- _Your instructions_
Below is a block of records; repeat each one exactly.

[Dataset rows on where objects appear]
↓↓↓

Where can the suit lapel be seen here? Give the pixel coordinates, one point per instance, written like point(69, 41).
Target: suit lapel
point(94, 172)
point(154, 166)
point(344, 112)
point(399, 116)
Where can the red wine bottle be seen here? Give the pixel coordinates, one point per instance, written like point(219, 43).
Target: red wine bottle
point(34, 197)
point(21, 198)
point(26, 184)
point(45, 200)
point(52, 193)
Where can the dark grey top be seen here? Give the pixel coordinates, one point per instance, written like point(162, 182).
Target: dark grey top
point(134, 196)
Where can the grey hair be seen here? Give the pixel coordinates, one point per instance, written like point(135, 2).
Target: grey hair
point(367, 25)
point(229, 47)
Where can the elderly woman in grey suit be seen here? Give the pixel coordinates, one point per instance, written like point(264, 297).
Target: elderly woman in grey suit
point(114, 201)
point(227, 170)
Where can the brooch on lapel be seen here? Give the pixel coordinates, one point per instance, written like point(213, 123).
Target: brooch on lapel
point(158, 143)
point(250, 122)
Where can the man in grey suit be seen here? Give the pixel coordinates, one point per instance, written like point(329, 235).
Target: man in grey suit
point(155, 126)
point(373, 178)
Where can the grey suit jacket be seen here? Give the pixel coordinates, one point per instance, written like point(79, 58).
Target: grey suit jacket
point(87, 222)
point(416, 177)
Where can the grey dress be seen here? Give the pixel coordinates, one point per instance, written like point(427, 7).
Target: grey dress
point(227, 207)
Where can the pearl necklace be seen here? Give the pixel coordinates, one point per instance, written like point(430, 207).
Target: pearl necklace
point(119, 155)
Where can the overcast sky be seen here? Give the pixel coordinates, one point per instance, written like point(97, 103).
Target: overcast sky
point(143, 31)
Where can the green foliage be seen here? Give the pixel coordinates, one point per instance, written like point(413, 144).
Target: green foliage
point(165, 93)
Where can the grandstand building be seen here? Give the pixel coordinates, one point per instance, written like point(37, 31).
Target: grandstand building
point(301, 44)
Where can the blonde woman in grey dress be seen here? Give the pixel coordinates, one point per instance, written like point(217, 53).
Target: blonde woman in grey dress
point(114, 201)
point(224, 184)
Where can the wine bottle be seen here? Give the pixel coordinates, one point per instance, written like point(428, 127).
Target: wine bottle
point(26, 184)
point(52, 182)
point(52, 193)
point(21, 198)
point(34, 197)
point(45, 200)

↑↑↑

- _Complete answer_
Where can the suit lapel be seen here? Give the pixel coordinates, one point per instance, written like point(69, 41).
Target: suit lapel
point(94, 172)
point(154, 166)
point(344, 112)
point(399, 116)
Where can the red wine bottle be seen here? Give the pixel coordinates, one point per instance, written like point(219, 43).
Target: red wine bottle
point(34, 197)
point(21, 198)
point(26, 184)
point(45, 200)
point(52, 193)
Where can the dark grey top be seen here? Give the pixel coordinates, one point per instance, written like point(162, 182).
Target: dark grey top
point(134, 196)
Where can the grey hair be seen here? Give the pixel coordinates, one point per instance, written like point(135, 2).
Target: grey hair
point(367, 25)
point(229, 47)
Where can the elderly woman in grey suit be seen here? Give the pixel coordinates, one point per instance, written like point(264, 297).
Target: elderly woman in grey suit
point(114, 201)
point(227, 170)
Where can the brooch on lapel be seen here? Give the pixel coordinates, one point per instance, written like point(213, 123).
Target: brooch on lapel
point(158, 143)
point(250, 122)
Where can the man in grey suit be seen here? Give the pixel coordinates, one point per instance, written like point(329, 235).
Target: man in grey suit
point(155, 126)
point(373, 178)
Where can the grey suit jacket be seen here? Give the pixel coordinates, one point per instance, written like point(79, 58).
Target: grey suit jacket
point(87, 222)
point(416, 177)
Where can the grey dress be seen here? Give the pixel coordinates, one point per instance, written like point(427, 7).
Target: grey dress
point(227, 207)
Where can the pearl necklace be seen here? Give the pixel coordinates, one point per instance, written like point(430, 207).
Target: pearl necklace
point(119, 155)
Where can the overcast sky be seen here? Give the pixel coordinates, one point per instance, written like point(97, 103).
Target: overcast sky
point(143, 31)
Where can the green foliage be seen here? Give the pixel coordinates, one point per instance, written like point(413, 144).
Target: green foliage
point(165, 93)
Where can the grandstand building be seen here? Give the pixel coordinates, one point per instance, written like point(37, 31).
Target: grandstand building
point(301, 44)
Where can the blonde woman in grey dress be seen here? Give the pixel coordinates, one point per instance, written like point(217, 53).
Target: blonde woman in grey dress
point(114, 201)
point(224, 184)
Where can the wine bottle be seen here? Give the pixel coordinates, one point per instance, written like point(428, 127).
Target: wine bottle
point(26, 184)
point(52, 182)
point(52, 193)
point(21, 198)
point(34, 197)
point(45, 200)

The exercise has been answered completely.